[Goal of the exercise] Please reproduce, word for word, the section of the Ranji cricket passage that opens with the words containing "The other Ranji" and closes with "and new selectors.".
## Begin Given passage
Normally, the Railway track is the low, slow type which gets lower and slower as the match progresses but on Day One, the MP leggie Golwalkar got a bowl only after tea.
The Railways are in the Plate division, an astonishing slide for the Ranji winners of the year before. The team has an enormous pool of talent available to them, with 50 Railways players representing various Ranji teams. But they act as a generous sprinkler which distributes talent — this means that Jacob Martin and SS Paul can play for their home states of Baroda and Bengal while Yere Goud can captain Karnataka.
The other Ranji match was at the DDCA which — despite the expensive upgrade and ambitious plans — remains a half-finished construction site, and it appears that the concrete monster will take a lot of time, and much more will, before it is completed.
The DDCA ground symbolises much that is wrong with our cricket: Fabulous wealth contrasts with abject poverty, crazy crowd support and hysteria stands next to neglect and extreme disinterest.
The Delhi team is living with its usual chaos. Captain Mithun Manhas, impressively bright and articulate, is looking to raise his team’s performances and the side has a new coach (Chetan Chauhan has replaced Madan Lal and Sarfraz Nawaz was brought in for unclear reasons) and new selectors.
There is fresh thought as well, as reflected in two of the selectors, Atul Wassan and Nikhil Chopra, commentating for TV when the team was playing Tamil Nadu!
Ranji has failed to catch the frenzied attention of fans but ultimately, the strength of Indian cricket lies here, not in the financial muscle of the BCCI. What counts is the nasha of talented youngsters to chase their dreams through this championship, no matter if not many are listening or watching.
## End Given passage
## Begin Information supplied
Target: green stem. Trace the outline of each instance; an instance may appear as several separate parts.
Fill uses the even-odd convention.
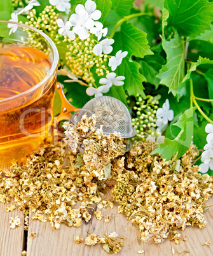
## End Information supplied
[Answer to this problem]
The other Ranji match was at the DDCA which — despite the expensive upgrade and ambitious plans — remains a half-finished construction site, and it appears that the concrete monster will take a lot of time, and much more will, before it is completed.
The DDCA ground symbolises much that is wrong with our cricket: Fabulous wealth contrasts with abject poverty, crazy crowd support and hysteria stands next to neglect and extreme disinterest.
The Delhi team is living with its usual chaos. Captain Mithun Manhas, impressively bright and articulate, is looking to raise his team’s performances and the side has a new coach (Chetan Chauhan has replaced Madan Lal and Sarfraz Nawaz was brought in for unclear reasons) and new selectors.